Rewrite the passage on the heating unit between "As shown in FIG. 2, the" and "approximately 64 inches.", inclusive, changing "first support member" to "support plate" throughout.

Text section:
◇ ◇ ◇
The after-heater unit 43, meanwhile, is configured so as to cause the medium M to rise to a temperature that is higher than the target temperature, quickly dry any ink that has landed on the medium M but has not yet been dried, and completely dry and fix the ink that has landed on the medium M at least before the medium M is taken up on the roll 22.

In the after-heater unit 43, the heating temperature is, as mentioned earlier, set to be higher than the other heater units, and thus it is easier for the medium M to experience thermal stretching there than in the other heater units. Furthermore, in the after-heater unit 43, tension is applied to the medium M by the tension roller 25, and thus the thermal stretching in the medium M appears as twisting in the central area in the width direction thereof, which makes it easy for wrinkles to appear.

FIG. 2 is a diagram illustrating the primary constituent elements of the heating unit 4. FIG. 3 is a diagram illustrating the configuration of a heater.

As shown in FIG. 2, the platen heater unit 42 includes the stated first support member 51, which configures a support surface 50 that supports the medium M. The first support member 51 is formed of a metal material such as Al, SUS, or the like. The first support member 51 according to this embodiment is formed of Al. The first support member 51 is a plate-shaped member that is longer in the width direction than the width of the medium M, and to be more specific, is longer than a width of approximately 64 inches.

As shown in FIG. 3, the heater 42 a is wired on a surface 50 a on the opposite side as the support surface 50 of the first support member 51. The heater 42 a is a tube heater, and is affixed to the surface 50 a on the opposite side as the support surface 50 of the first support member 51 via aluminum tape 10. Accordingly, the heater 42 a is configured so as to carry out thermal-conductive heating of the first support member 51 through thermal conduction from the surface 50 a on the opposite side as the support surface 50, thus indirectly heating the medium M supported on the support surface 50 by heating the support surface 50.
◇ ◇ ◇
Recorded data:
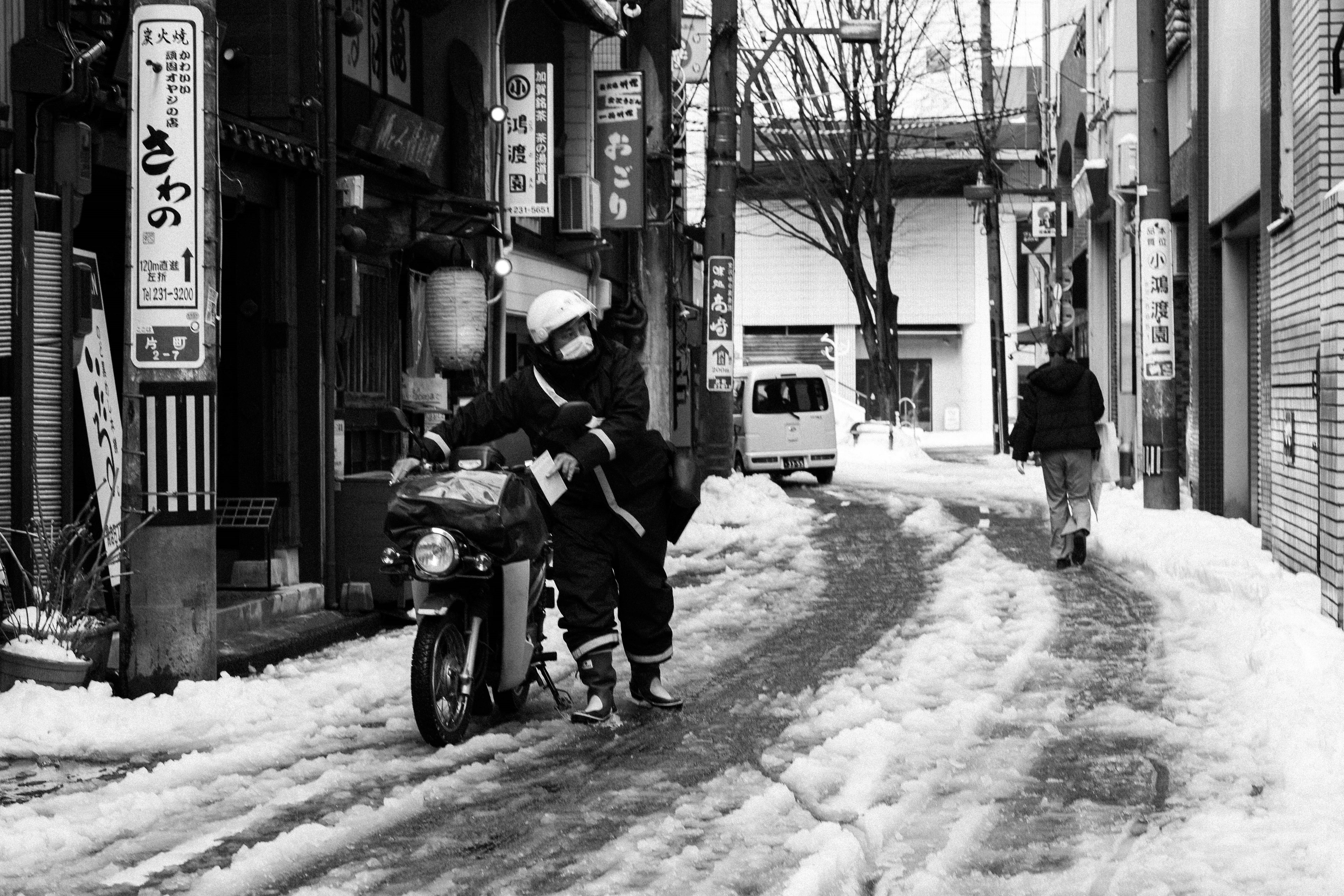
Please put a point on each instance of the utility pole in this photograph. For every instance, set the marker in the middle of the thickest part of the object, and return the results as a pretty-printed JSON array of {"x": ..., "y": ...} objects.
◇ ◇ ◇
Result of this exercise:
As shown in FIG. 2, the platen heater unit 42 includes the stated support plate 51, which configures a support surface 50 that supports the medium M. The support plate 51 is formed of a metal material such as Al, SUS, or the like. The support plate 51 according to this embodiment is formed of Al. The support plate 51 is a plate-shaped member that is longer in the width direction than the width of the medium M, and to be more specific, is longer than a width of approximately 64 inches.